Given passage
From beans to zucchini, it's harvest time.....


Serve beans in oil and vinegar dressing, use zucchini in baked goods

By Helen Chesnut, Victoria Times Colonist


So abruptly the season changed. I'm swimming in the ocean under hot sunshine on Monday and donning sweaters while assessing the firewood supply the next day.

At the same time last week, familiar markers popped out of the ground to signal the transition from summer. The first colchicums began to bloom. Like crocuses on steroids, their outsized flowers greet the shift in weather with cheerful aplomb.

Fall has now officially begun. For me, the season has always felt like a fresh start as I eagerly anticipate the Great Outdoor Cleaning Project.

But first, because of the late growing season this year, harvesting remains an almost full-time occupation. The prune plums, usually picked late August and early September, have been slow to ripen.

Late summer apples require processing, and from speaking with and hearing from other gardeners, many of us are awash in beans.

I've been more than pleased with the heritage Lazy Housewife pole beans, tender and buttery, and Emerite, a French filet pole bean, has delivered its usual fine harvest.

The bush beans have provided more good, colourful eating.

Velour is a tasty purple filet bean, Thibodeau du Compte Beauce is a lovely purple-streaked green bean. Capitano is a broad, flat, Romano bean in bright yellow, and Alicante, a longtime favourite gourmet French bean, continues bearing slim, delicately flavoured pods.

Combining the lightly steamed, cut beans with red peppers and onion in a honey-sweetened oil and vinegar dressing is a fast and easy way to use beans.

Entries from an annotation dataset
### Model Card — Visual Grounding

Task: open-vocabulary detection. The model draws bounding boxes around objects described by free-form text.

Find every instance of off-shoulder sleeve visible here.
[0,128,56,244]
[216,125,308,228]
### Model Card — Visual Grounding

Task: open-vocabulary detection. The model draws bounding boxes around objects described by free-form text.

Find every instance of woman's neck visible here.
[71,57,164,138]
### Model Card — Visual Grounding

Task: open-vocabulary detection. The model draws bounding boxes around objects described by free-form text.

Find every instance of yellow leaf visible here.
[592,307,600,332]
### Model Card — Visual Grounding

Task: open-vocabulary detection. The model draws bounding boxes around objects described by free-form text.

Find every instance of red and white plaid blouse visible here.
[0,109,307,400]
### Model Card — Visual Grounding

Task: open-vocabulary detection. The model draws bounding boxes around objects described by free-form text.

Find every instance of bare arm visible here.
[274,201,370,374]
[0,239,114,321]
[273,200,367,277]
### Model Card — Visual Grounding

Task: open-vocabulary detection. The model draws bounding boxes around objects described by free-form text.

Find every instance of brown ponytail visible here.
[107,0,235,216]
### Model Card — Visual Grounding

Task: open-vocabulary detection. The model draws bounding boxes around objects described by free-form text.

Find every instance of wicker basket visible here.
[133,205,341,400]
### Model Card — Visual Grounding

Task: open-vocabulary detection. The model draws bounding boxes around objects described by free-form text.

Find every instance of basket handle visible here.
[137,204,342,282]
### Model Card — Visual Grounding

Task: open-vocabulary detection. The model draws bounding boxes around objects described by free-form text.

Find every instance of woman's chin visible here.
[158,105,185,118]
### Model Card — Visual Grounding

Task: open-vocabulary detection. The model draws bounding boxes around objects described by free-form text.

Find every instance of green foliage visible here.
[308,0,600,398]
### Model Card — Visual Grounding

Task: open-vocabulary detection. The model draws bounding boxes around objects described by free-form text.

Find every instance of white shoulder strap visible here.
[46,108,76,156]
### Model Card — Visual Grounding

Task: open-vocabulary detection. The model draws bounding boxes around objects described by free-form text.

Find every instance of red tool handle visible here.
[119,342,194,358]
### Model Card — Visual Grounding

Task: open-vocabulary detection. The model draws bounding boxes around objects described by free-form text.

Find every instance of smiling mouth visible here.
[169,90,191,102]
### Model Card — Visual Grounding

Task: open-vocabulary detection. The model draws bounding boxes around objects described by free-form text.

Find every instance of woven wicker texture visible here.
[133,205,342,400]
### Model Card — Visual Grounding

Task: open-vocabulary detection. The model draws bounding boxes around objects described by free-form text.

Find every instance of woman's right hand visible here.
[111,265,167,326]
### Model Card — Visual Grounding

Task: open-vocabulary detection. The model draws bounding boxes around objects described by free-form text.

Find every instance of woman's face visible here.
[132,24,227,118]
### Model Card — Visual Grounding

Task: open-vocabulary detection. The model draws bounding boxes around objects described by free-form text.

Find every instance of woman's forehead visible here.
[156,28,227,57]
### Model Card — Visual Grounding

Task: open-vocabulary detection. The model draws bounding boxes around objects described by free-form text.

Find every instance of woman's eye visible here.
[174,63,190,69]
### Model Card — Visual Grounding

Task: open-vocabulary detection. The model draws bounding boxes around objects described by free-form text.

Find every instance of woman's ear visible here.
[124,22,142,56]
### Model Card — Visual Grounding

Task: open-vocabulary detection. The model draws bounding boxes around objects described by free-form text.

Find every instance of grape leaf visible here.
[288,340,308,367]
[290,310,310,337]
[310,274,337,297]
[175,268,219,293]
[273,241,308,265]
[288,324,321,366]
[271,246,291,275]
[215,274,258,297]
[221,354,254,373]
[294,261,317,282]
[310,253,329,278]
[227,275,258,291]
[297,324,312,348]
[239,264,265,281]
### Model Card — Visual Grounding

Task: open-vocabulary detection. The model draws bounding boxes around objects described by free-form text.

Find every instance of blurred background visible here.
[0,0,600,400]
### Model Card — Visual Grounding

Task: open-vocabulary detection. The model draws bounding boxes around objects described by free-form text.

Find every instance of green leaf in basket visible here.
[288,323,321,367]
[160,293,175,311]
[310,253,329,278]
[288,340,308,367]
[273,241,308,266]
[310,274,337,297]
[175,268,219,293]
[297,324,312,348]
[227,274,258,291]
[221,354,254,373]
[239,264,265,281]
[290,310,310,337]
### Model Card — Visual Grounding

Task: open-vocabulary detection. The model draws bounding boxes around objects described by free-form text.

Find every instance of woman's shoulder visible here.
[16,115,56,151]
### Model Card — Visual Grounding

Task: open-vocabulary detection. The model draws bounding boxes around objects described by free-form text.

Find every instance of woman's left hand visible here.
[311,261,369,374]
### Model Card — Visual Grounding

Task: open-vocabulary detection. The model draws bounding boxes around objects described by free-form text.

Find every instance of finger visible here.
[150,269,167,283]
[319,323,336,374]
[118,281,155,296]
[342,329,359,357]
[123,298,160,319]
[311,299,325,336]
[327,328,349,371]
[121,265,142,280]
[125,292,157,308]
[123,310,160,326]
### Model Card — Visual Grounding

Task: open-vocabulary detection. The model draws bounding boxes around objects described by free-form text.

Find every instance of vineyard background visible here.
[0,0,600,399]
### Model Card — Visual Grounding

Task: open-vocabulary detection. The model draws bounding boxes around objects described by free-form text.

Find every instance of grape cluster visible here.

Request
Continue the gardening column about the fall harvest of beans and other produce, starting after its last sentence.

Task output
Leftovers in the fridge are handy, too.

Then there's the issue of dealing with ever so slightly overgrown zucchini.

To save freezer space, I've been grating some to lightly steam, cool, package and freeze.

I've grated more to use in two recipes I recently found in an old cook book. One is a herb cornbread, another a wonderfully moist chocolate cake.

To make the chocolate cake, first melt four ounces unsweetened chocolate and 1/2 cup oil in a small saucepan over hot water.

Cream 1/2 cup room-temperature butter, add 1 1/4 cups sugar, three eggs, and one tablespoon vanilla. Beat well and add the melted chocolate and oil.

Mix together two cups all-purpose, unbleached flour with 1/3 cup cocoa, two teaspoons each baking soda and baking powder, and one teaspoon salt.

Stir into the batter along with 1/3 cup buttermilk (or sour cream). Add three cups coarsely grated zucchini and 1/2 cup chopped nuts.

Bake in oiled bundt pan for 40 minutes at 350 F, until an inserted toothpick comes out clean.

Ice with cream cheese frosting or, my personal, easy favourite, whipped cream, plain or with a little chocolate sauce added.